* **PROBLEM REQUIREMENTS**
Starting at the line containing "Target: pair of cymbals" and continuing through the end of the entries, format each line as one string in a JSON list, omitting blank lines.

* **DATA**
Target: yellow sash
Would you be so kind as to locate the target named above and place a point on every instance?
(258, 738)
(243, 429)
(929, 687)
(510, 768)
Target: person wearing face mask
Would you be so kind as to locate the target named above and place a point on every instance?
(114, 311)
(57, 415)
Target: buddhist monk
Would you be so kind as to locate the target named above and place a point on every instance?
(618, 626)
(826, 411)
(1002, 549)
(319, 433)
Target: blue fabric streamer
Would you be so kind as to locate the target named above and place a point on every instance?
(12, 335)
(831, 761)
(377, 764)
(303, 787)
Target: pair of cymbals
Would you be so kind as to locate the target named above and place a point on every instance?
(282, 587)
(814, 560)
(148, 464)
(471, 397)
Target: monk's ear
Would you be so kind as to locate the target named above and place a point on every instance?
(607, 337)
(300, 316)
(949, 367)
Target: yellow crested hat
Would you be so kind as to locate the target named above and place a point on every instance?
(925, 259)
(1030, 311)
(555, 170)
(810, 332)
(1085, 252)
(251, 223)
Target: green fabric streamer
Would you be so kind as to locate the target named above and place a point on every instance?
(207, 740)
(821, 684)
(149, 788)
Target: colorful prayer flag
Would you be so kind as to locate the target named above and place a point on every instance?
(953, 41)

* **TASK RESULT**
[
  "Target: pair of cymbals",
  "Would you be so kind as to locate the target named above and place a point on every instance?",
  "(282, 587)",
  "(814, 560)",
  "(148, 464)",
  "(471, 397)",
  "Target: monk's ear",
  "Would you be so kind as to locate the target named above and place a point on every instance?",
  "(607, 337)",
  "(300, 316)",
  "(949, 367)",
  "Target: yellow crested hat",
  "Would you be so kind as to locate the target named above and place a point on every instance?",
  "(925, 259)",
  "(1030, 311)",
  "(555, 170)",
  "(810, 332)",
  "(1085, 252)",
  "(251, 223)",
  "Target: green fabric streamer",
  "Would you be so kind as to locate the target named above and place a point on every instance?",
  "(207, 740)",
  "(821, 684)",
  "(149, 788)",
  "Target: colorful prayer flag",
  "Would you be so kind as to locate the target named above and place a point on every instance?",
  "(953, 41)"
]